• **Photo object pointing records**:
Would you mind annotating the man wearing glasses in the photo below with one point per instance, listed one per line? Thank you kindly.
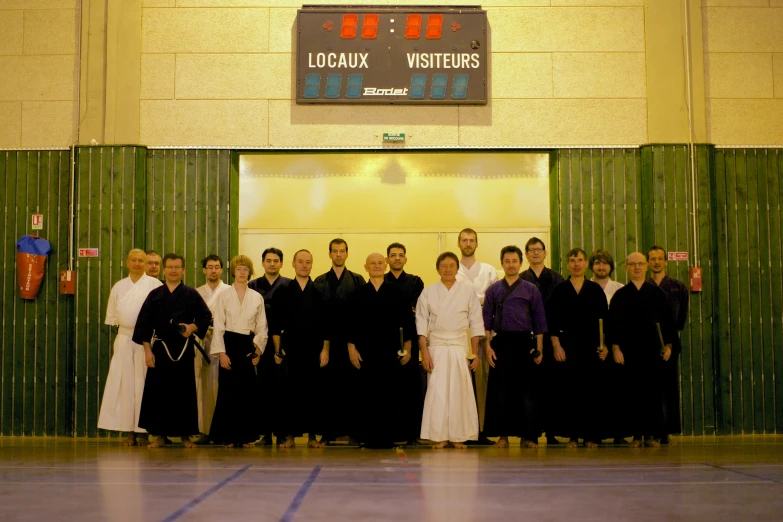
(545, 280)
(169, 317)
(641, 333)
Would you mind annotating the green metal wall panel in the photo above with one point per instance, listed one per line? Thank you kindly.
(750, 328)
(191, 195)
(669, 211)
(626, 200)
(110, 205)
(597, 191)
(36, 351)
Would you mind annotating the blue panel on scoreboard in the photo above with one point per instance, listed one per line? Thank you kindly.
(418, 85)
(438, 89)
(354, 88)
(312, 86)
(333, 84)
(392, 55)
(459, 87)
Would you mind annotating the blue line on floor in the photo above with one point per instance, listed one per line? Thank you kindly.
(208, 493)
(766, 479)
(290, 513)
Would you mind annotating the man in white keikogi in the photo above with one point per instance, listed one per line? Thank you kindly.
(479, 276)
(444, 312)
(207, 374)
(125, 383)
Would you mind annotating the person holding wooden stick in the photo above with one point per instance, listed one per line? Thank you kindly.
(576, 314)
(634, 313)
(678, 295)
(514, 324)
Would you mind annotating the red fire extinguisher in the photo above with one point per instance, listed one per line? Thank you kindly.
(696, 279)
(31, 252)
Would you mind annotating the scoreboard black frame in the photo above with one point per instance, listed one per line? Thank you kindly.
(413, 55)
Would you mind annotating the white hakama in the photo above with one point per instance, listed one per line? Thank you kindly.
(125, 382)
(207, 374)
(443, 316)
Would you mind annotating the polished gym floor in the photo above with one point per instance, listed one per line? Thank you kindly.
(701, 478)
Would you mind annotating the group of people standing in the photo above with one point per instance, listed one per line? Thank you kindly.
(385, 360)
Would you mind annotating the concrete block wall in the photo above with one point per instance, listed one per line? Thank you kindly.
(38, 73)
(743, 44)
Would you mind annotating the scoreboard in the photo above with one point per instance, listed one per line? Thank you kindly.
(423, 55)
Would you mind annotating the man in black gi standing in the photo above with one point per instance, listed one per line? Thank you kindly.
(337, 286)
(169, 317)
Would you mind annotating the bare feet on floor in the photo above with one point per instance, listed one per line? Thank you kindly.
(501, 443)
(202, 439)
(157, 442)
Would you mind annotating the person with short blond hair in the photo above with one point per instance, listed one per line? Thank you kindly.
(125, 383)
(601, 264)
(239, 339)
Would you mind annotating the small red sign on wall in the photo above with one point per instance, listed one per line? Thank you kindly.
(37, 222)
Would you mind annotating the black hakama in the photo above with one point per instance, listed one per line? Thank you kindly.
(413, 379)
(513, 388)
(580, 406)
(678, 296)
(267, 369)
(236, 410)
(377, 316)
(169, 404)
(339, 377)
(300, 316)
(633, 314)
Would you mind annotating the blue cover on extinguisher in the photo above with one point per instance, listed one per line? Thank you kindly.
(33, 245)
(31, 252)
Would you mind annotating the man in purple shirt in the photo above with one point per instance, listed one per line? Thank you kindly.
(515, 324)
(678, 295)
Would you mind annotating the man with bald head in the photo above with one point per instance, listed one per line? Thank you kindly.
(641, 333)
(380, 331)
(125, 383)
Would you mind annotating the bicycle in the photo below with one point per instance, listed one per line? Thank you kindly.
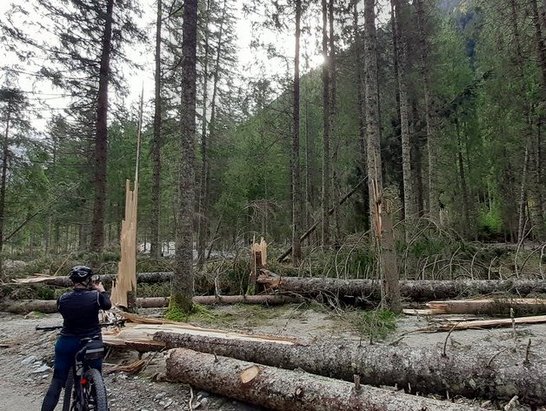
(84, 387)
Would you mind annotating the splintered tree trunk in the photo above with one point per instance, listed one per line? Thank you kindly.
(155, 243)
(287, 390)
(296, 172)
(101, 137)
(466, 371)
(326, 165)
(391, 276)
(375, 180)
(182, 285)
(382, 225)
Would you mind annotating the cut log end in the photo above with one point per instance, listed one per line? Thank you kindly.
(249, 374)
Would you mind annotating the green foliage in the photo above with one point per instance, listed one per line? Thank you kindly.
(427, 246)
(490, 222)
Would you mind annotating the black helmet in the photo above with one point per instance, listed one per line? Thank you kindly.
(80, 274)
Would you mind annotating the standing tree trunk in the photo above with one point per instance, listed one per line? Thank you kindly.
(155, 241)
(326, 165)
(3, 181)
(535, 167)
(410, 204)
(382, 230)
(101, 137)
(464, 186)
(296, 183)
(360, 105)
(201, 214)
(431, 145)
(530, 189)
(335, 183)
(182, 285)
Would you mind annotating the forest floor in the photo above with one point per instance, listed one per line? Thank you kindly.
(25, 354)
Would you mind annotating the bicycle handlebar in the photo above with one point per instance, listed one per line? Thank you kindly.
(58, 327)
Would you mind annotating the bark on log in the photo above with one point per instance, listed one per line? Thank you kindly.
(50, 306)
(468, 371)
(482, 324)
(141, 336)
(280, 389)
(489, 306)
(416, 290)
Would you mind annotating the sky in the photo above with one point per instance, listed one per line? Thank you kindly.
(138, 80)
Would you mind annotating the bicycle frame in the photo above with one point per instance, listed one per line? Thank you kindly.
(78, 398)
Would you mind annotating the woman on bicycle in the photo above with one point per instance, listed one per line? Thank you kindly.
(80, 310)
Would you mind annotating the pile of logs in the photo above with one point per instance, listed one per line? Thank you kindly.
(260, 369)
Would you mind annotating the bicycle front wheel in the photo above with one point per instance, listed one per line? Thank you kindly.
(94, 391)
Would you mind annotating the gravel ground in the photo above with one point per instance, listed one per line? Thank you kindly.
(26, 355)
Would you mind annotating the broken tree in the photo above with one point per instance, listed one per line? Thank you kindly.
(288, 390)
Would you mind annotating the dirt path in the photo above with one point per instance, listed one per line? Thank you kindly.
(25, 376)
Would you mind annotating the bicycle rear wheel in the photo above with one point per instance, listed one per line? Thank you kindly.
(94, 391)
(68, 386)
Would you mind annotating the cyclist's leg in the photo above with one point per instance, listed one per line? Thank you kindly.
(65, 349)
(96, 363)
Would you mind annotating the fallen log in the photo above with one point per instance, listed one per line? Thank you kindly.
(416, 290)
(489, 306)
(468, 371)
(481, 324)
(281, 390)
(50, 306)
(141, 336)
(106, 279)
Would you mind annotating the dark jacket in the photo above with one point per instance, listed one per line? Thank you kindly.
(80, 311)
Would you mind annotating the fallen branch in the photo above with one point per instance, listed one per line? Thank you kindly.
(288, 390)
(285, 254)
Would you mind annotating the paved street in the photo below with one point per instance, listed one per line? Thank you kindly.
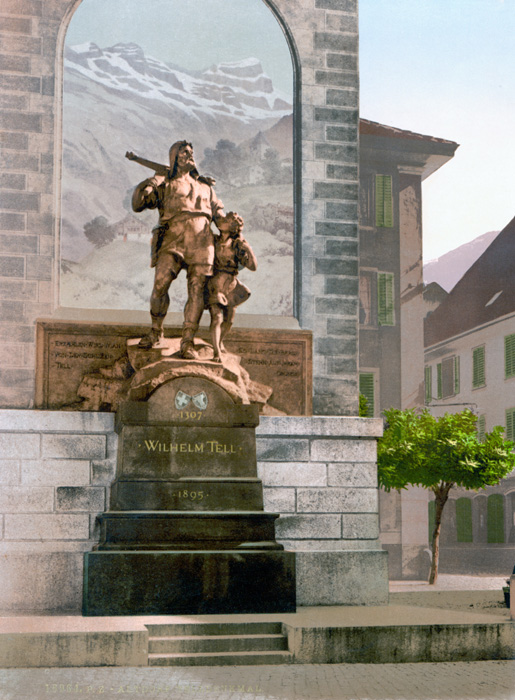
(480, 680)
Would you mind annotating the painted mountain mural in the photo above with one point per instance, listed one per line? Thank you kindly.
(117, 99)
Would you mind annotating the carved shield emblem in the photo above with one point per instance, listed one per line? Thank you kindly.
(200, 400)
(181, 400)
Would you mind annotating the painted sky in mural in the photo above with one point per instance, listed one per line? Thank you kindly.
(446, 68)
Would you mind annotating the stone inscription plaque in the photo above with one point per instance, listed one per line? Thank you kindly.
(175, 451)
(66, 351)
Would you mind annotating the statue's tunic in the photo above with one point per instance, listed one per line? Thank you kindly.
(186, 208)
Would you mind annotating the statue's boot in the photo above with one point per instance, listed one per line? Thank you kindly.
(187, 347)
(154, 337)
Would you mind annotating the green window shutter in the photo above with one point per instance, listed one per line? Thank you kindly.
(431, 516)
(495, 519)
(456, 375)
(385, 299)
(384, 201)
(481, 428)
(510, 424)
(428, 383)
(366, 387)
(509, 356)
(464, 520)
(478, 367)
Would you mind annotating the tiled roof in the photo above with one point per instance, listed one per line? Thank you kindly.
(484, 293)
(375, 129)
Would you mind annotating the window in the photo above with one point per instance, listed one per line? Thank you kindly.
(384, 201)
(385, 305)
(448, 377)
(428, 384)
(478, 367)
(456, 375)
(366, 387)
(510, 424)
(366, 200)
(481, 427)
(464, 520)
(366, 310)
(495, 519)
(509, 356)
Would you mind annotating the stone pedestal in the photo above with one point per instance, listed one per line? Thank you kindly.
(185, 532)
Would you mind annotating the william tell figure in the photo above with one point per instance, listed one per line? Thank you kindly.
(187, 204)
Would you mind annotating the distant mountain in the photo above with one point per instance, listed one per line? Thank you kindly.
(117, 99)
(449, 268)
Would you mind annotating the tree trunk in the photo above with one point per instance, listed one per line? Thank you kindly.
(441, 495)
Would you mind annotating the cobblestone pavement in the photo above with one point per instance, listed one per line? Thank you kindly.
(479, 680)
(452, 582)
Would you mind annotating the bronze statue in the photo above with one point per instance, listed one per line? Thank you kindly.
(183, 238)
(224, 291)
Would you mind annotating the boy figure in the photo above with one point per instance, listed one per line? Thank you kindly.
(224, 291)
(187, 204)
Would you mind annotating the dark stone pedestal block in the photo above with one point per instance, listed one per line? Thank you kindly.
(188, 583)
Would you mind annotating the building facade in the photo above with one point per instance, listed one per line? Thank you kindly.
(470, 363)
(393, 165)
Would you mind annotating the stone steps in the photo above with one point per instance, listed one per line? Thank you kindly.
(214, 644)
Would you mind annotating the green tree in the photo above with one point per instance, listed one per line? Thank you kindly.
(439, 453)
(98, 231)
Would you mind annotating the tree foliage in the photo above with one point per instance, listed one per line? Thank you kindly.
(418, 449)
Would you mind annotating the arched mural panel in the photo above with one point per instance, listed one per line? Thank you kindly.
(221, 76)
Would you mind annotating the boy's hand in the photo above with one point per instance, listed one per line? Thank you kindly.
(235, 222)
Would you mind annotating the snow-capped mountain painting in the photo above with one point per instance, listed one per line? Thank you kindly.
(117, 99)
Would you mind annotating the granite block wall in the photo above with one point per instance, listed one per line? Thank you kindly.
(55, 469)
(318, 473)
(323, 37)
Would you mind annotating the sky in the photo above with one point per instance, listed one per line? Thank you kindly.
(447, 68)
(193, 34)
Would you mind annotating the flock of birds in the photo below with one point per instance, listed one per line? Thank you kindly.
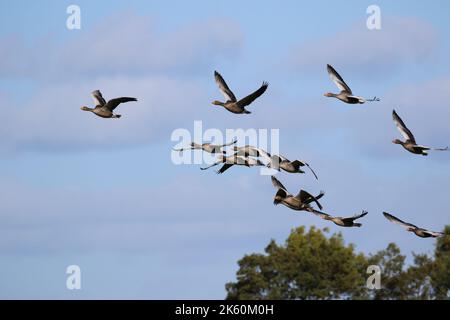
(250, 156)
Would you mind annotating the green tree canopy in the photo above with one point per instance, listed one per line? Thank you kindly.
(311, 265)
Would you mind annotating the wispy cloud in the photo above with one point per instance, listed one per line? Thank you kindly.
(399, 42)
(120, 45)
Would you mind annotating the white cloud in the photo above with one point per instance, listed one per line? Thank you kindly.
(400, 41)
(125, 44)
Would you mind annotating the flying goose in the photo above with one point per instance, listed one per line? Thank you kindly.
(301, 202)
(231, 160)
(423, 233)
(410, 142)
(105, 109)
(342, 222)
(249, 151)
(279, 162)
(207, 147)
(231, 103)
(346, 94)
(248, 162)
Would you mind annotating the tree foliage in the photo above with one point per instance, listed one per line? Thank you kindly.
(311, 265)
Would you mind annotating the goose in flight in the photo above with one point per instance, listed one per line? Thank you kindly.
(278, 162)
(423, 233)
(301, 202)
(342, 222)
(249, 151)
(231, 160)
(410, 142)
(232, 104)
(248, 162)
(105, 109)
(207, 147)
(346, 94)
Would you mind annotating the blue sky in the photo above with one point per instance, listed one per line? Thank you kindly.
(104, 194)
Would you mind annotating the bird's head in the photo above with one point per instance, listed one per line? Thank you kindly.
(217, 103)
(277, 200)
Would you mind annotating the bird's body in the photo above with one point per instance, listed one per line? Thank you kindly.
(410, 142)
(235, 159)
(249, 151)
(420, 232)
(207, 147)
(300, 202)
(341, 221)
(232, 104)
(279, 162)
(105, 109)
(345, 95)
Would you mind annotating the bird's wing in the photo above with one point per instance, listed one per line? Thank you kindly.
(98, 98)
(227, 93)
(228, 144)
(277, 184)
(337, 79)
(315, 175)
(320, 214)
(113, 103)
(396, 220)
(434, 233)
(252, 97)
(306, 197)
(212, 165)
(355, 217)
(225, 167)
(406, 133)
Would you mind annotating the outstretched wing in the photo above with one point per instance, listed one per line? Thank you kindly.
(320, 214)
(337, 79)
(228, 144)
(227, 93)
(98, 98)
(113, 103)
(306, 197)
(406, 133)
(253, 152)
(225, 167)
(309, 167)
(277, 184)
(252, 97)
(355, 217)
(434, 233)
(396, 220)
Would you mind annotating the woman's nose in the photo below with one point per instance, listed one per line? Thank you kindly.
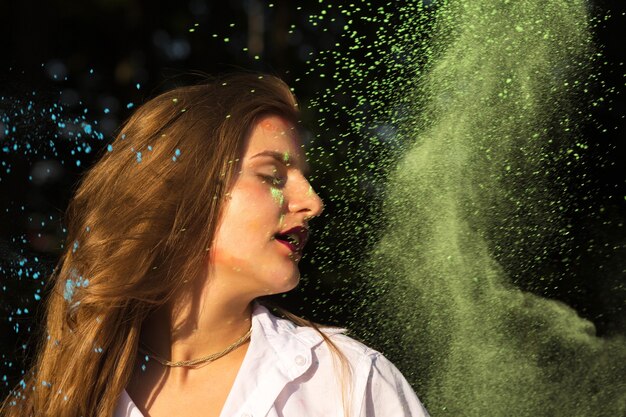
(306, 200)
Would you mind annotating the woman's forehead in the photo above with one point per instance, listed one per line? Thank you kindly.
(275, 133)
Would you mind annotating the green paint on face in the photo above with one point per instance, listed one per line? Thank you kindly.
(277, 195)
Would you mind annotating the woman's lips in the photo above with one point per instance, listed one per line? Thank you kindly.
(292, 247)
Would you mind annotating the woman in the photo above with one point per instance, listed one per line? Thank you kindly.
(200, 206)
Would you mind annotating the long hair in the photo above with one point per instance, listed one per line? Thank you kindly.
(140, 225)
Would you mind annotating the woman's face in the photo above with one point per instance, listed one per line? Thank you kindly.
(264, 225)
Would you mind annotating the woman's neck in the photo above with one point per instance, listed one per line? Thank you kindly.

• **Given task**:
Starting with the line that contains "Would you mind annotating the woman in", output every line through the end of the listing above, unchanged.

• **Final result**:
Would you mind annotating the woman in the photo above with one point per instance, listed one per line? Thank you kindly.
(200, 206)
Would you mind annotating the long hair in the photo above with one point per instance, listed one per line? Thank you kindly.
(140, 225)
Would you mind annotating the woman's face in the photo above with one point per instance, listed one per line? Thank you kindly.
(264, 225)
Would you mind annotating the woman's neck in the photo above with one point per instance, listed one per line? Thank you kindly.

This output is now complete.